Exercise aim
Say how many lines in the entries below mention "query", with no other words.
=======
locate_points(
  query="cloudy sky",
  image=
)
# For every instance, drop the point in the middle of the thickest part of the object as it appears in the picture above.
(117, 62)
=======
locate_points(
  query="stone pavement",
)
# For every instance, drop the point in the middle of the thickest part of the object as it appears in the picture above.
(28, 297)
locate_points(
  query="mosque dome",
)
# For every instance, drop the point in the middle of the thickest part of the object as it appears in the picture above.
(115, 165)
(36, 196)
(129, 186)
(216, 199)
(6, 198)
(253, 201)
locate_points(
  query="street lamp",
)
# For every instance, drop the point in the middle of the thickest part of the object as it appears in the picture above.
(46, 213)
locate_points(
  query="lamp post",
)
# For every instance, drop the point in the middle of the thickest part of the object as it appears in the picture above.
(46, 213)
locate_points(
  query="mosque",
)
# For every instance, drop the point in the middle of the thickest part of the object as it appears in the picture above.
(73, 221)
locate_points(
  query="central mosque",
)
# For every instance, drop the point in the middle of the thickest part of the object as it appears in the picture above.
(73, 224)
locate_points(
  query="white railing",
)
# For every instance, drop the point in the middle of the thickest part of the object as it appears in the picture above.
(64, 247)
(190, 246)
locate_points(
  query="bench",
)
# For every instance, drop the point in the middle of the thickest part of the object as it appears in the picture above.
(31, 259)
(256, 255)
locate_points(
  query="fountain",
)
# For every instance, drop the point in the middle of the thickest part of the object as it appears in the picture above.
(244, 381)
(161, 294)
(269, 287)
=======
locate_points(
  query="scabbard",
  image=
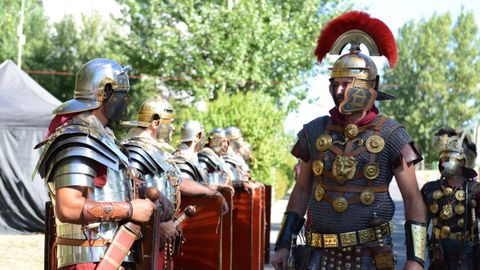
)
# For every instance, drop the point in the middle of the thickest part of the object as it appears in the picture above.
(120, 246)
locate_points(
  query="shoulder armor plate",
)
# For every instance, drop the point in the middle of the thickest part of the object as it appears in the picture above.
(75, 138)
=======
Finished exercise
12